**Requirements**.
Please copy the lines of the records without any change, from the line containing "segment shield emblem, all instances" through the line containing "Return the outline of every instance of the shield", including both of those lines.

(Source records)
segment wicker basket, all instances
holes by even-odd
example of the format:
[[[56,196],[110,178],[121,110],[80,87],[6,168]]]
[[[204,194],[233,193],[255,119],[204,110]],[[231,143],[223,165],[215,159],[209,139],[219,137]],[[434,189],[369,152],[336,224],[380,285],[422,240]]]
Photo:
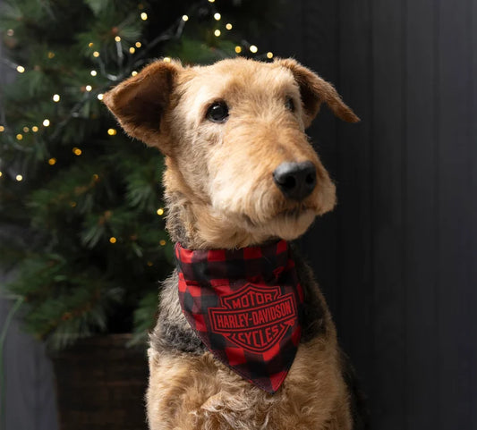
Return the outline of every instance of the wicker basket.
[[[53,357],[61,430],[146,430],[143,350],[128,334],[81,340]]]

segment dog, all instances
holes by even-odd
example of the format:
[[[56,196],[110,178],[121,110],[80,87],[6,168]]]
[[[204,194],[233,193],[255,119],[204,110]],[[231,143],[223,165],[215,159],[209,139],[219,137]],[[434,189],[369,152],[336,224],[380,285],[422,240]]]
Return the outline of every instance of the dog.
[[[325,299],[288,244],[336,204],[305,134],[322,104],[359,121],[334,87],[294,59],[159,60],[104,102],[166,156],[178,266],[150,335],[149,428],[367,428]]]

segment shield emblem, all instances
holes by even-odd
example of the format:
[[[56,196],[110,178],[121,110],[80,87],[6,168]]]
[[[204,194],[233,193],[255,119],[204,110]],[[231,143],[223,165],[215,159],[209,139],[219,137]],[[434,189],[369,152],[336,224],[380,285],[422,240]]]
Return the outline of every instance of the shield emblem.
[[[272,349],[294,325],[294,295],[281,294],[280,287],[247,283],[210,308],[211,330],[251,352]]]

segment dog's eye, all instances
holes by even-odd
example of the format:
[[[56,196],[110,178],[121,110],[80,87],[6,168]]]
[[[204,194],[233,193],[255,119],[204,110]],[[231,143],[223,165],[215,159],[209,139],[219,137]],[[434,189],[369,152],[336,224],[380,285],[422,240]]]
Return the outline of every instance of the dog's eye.
[[[213,122],[224,122],[228,117],[228,106],[226,102],[215,102],[207,110],[206,117]]]
[[[294,112],[294,102],[292,97],[286,97],[285,107],[286,107],[286,109],[288,109],[290,112]]]

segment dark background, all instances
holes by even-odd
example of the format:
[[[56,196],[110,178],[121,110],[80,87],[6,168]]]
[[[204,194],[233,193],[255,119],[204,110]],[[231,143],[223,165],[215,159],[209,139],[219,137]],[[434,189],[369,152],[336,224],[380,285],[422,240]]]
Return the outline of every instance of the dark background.
[[[373,427],[477,430],[477,0],[294,0],[281,16],[251,41],[362,118],[323,109],[310,130],[339,203],[302,245]],[[6,355],[8,430],[55,430],[42,347],[14,326]]]

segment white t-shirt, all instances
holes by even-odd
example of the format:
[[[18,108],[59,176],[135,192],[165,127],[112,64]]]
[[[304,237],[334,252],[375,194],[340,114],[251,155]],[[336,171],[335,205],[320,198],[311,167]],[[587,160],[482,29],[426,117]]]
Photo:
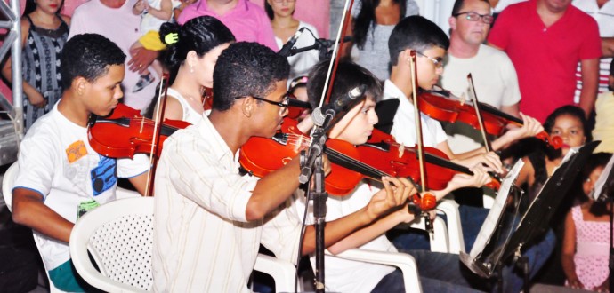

**Solution**.
segment shield emblem, all instances
holes by even-odd
example of the format:
[[[56,196],[110,178],[121,110],[80,87],[6,168]]]
[[[204,194],[233,193],[255,119],[204,110]],[[231,143],[223,165],[215,159],[209,139],[219,137]],[[434,189],[369,152],[336,224],[380,285],[422,240]]]
Return the outline of every instance of the shield emblem.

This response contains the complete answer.